### [Что сделать]
1. Выведите без изменений часть отрывка о городах, которые посетил Павел: всё, начиная с «Правда, некоторые города, которые» и вниз до «охарактеризовать следующим образом.» включительно.
2. Согласуются ли с отрывком о городах, которые посетил Павел, следующие утверждения? Для каждого ответьте «да» или «нет» и дословно приведите решающие слова отрывка.
(a) В Афинах проживало больше людей, чем в Коринфе.
(b) Коринф и Эфес были столицами провинций.
(c) Из трёх знаменитых университетов древности самым выдающимся был Афинский.
3. Почему, согласно отрывку о городах, которые посетил Павел, Афины, Коринф и Эфес нельзя назвать маленькими и незначительными? Ответьте в одном–трёх предложениях.

### [Предоставленный отрывок]
<<<<

Правда, некоторые города, которые посетил Павел, были маленькими и незначительными. Однако этого нельзя сказать об Афинах, Коринфе и Эфесе. Считается, что в Афинах проживало менее 10 000 человек, но в Эфесе население составляло полмиллиона, а в Коринфе в пору его расцвета проживало почти три четверти миллиона человек. Все три города были ведущими городами Римской империи, расположенными вдоль берега Эгейского моря, а Коринф и Эфес были также и столицами провинций. Их, наверное, можно будет охарактеризовать следующим образом.
Афины являлись интеллектуальным центром древнего мира, как мы могли видеть в предыдущей главе, городом, где Сократ, Платон, Аристотель, Эпикур и Зенон развивали свои философские взгляды. Этот город также стал местом рождения демократии, и из трех знаменитых университетов древности (в Александрии, Тарсе и Афинах) Афинский университет был самым выдающимся. Хотя в описываемые времена он уже потерял былой блеск, самые способные студенты все еще стремились туда со всех концов империи. Для молодой интеллигенции всей империи он сохранял свою непреодолимую привлекательность.

>>>>

[Серия данных]

<<<<

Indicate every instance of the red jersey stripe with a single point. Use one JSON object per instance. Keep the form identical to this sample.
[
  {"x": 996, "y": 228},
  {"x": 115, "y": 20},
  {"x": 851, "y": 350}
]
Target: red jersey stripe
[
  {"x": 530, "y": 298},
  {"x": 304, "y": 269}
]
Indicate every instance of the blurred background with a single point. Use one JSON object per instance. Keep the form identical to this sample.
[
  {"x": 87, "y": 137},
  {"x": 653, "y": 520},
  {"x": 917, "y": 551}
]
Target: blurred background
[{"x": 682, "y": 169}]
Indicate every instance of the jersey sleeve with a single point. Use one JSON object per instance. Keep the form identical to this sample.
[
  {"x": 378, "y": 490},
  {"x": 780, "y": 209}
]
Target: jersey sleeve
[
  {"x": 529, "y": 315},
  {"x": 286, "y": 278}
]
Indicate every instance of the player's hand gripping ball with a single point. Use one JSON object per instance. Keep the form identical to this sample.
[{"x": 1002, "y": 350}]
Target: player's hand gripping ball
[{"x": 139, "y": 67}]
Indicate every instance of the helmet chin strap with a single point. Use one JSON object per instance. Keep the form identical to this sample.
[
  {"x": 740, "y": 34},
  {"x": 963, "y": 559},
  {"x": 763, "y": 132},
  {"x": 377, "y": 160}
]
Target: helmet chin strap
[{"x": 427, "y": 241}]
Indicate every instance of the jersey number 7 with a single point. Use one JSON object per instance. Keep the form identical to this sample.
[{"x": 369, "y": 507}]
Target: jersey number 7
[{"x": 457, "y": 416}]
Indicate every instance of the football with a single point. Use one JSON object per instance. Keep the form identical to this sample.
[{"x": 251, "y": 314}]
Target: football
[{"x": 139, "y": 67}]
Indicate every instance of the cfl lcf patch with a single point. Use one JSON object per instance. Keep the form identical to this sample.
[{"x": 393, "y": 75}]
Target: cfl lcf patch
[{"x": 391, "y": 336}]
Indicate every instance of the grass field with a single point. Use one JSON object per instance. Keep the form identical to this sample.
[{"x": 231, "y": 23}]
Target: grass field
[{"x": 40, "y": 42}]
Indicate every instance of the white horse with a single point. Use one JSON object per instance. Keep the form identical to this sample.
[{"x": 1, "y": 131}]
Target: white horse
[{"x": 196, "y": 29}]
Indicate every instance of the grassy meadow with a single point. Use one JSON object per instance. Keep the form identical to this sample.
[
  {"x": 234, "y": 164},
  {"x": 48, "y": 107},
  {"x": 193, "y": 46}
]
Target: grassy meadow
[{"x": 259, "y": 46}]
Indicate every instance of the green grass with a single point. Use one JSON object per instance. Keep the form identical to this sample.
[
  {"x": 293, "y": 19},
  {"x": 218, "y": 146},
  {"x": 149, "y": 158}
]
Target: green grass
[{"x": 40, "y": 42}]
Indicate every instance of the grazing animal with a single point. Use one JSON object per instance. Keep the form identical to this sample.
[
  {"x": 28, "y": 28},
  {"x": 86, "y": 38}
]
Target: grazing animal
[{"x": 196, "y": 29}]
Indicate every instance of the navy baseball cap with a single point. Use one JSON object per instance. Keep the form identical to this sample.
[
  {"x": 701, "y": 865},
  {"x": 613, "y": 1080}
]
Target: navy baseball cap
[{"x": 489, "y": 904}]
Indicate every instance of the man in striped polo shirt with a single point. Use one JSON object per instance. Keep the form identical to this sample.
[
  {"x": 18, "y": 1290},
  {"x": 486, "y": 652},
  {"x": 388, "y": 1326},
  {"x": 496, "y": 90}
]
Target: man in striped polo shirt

>>>>

### [Ответы по заданиям]
1.
Правда, некоторые города, которые посетил Павел, были маленькими и незначительными. Однако этого нельзя сказать об Афинах, Коринфе и Эфесе. Считается, что в Афинах проживало менее 10 000 человек, но в Эфесе население составляло полмиллиона, а в Коринфе в пору его расцвета проживало почти три четверти миллиона человек. Все три города были ведущими городами Римской империи, расположенными вдоль берега Эгейского моря, а Коринф и Эфес были также и столицами провинций. Их, наверное, можно будет охарактеризовать следующим образом.

2.
(a) Нет: «в Афинах проживало менее 10 000 человек», а «в Коринфе в пору его расцвета проживало почти три четверти миллиона человек».
(b) Да: «а Коринф и Эфес были также и столицами провинций».
(c) Да: «Афинский университет был самым выдающимся».

3. Все три города были ведущими городами Римской империи на берегу Эгейского моря, а Коринф и Эфес были ещё и столицами провинций. Кроме того, в Эфесе проживало полмиллиона человек, а в Коринфе в пору его расцвета почти три четверти миллиона.